Wednesday, January 18, 2006

The ignorance factor in America

When did America become an anti-intellectual country? Was it always? I cannot judge from my childhood and adolescence because I spent them in a narrow-minded community that may or may not have represented mainstream America. On the other hand, I spent my childhood and adolescence in a community where education was a priority. We had one of the country's top high schools in my city, so the other high schools were also excellent, just as a way of keeping up. I received a very good education.

Of course, it goes without saying that any society that believes that women and minorities are not entitled to equal rights with white men is not going to produce a nation of educated people because it does not want to. We have come a long way in offering equal educational rights to women (only thirty years ago, women were driven, by harrassment, out of law schools and medical schools), but we have much farther to go in providing equal educational facilities to people of color.

Nevertheless, the strong anti-intellectual streak in the United States seems to go beyond our refusal to educate everyone equally. Political candidates who are well-educated are made fun of. Institutions such as Harvard and Princeton are reviled for being "liberal," and students who pursue liberal arts degrees are looked down on as participants in pure folly, destined to live useless professional lives.

Most shocking is the number of students in our colleges and universities who not only say they have never read a book, but who boast about it. If they have never read a book, how did they get into a university? I meet adolescents--fairly bright adolescents--in my work who say they do not read at all (fortunately, I also meet many who love to read).

Appropriate grammar and syntax have almost departed the English language; even on National Public Radio, the errors are numerous. The frame of reference is a forgotten institution: People seem to me to have little sense of historical context. Every new film, every new political event, every new social trend is viewed as though it has no precedent, as though it hangs alone in the scheme of things.

Americans show continuing signs of ignorance. Ignorance about history, about their own language, about other cultures, about current events, and--most dangerous of all--ignorant about the of mechanics of logic and reasoning, and of the very process of critical thinking. It is getting harder and harder to have a discussion or debate about anything because logical fallacies have taken over almost any rhetoric about anything.

I do not think this worship of ignorance began with religion--I'm not sure how it began--but some religious groups have now exploited it. Once they got their foot in the door of the classroom, they introduced everything from abstinence programs that teach the inferiority of women to "intelligent design."

Then there is that common American response to almost eveything: "I'm too busy." Too busy to read, too busy to keep up with current events, too busy to do fact-finding, to busy to respond to art.

·····

* _Activity list_
1) In the blog post on American ignorance, what common response do Americans give to almost everything?
2) Please carry the blog post on American ignorance forward from its last sentence.
The rows have no connection to the blog post on American ignorance.

* _Excerpted records_
·····

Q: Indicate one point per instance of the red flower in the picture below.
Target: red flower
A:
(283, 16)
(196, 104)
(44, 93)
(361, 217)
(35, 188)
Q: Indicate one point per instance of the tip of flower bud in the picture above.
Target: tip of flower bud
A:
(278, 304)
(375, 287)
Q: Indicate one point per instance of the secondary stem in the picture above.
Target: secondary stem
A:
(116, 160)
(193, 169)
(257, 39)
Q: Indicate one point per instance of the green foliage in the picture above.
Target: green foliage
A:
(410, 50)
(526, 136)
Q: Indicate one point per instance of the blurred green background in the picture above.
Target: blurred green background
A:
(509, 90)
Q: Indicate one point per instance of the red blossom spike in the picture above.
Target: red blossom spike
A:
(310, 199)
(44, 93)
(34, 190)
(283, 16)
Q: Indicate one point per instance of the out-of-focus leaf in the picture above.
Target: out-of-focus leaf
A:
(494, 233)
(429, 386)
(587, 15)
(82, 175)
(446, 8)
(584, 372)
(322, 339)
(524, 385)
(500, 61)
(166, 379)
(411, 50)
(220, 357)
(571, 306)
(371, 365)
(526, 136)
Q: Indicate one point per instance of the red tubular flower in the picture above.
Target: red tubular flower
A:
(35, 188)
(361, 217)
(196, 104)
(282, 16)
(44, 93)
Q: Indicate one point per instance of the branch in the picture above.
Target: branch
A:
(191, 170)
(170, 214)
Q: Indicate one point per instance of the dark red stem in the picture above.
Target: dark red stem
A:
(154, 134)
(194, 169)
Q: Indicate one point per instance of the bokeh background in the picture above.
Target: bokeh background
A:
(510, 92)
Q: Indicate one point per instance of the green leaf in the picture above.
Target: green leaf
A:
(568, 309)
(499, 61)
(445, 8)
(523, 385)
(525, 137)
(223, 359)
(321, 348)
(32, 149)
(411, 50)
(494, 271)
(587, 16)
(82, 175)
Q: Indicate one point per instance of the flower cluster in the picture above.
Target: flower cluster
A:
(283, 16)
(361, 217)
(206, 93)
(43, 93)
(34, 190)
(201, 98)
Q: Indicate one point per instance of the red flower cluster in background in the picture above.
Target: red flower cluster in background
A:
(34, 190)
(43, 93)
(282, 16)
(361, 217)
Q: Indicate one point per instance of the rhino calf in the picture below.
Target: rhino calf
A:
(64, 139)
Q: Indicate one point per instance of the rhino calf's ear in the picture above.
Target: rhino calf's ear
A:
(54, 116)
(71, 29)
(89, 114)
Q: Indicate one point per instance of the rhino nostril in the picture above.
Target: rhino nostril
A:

·····

* _Answers for this exercise_
1) "I'm too busy."

2)
If this trend--contempt for reading, loss of frame of reference and context, lack of critical thinking skills--continues, we will become a nation of completely stupid people with superficial educations and a deep suspicion of anyone who loves knowledge. We are already that, to some degree. People who cannot think for themselves allow others to think for them.

9 Comments:

Before you get all down on American education (and by inference up on European) let me relate an experience a friend had. Her 10-year-old daughter entered school here, and they were told she'd be behind--"naturally". She was, in math, but in reading and creative writing she was far ahead. Children here are not taught to think for themselves, the way they are in GOOD schools in America.

An excellent teacher once told me children recieve the educations that fit their parents' economic status...blue collar kids are taught down to, while kids of professionals learn in an environment where they are allowed to make choices--which mirrors their parents' workplaces.

The problem is there are far too good schools in America, but I'd stack them against a school anywhere.

By Anonymous Anonymous, at 12:44 AM  

Sorry, that last line came out wrong. "Far too few good schools in America."

By Anonymous Anonymous, at 12:45 AM  

I don't have any problem believing that, Kathy. I'm writing about America because it is my only frame of reference.

But something is terribly wrong here, in terms of the national attitude toward thinking and intellectualism. It's as if everyone wants the children to get educated, but God forbid that should teach them to think.

There is also a tremendous emphasis on making sure we have enough competent businesspeople and scientists (which is important), but the idea seems to be (or so I see it) that they can skip such things as literature, history, and critical thinking skills, and just jump directly into their scientific or business careers. The demise of the liberal arts is, as far as I'm concerned, very frightening indeed.

By Anonymous Anonymous, at 8:50 AM  

Critical thinking, in fact, any thinking at all, is BAD in a country where fundie beliefs are valued as highly as they are here. All the Southern Baptists (as the ones I grew up among) know that if you take academics seriously enough and if the child is bright, the end result is very bad indeed. The child will leave the fold. Keeping them ignorant is the only way to keep them Southern Baptist. They push sports on the kids instead of literature.

I remember my Grandmother criticizing someone on the way home from church one day. She said he looked at the Bible from an academic point of view. She clearly, seriously disapproved of this. I was a mere child at the time, but I remember this day, this conversation, because I thought WOW, THERE'S A WAY TO STUDY THE BIBLE THAT IS ACTUALLY INTERESTING? I couldn't wait to find out what this person was doing. Eventually I did. Of course, I dumped the Southern Baptist thing while still in my teens too. They are right about that. Intelligence plus a thirst for knowledge = EVIL.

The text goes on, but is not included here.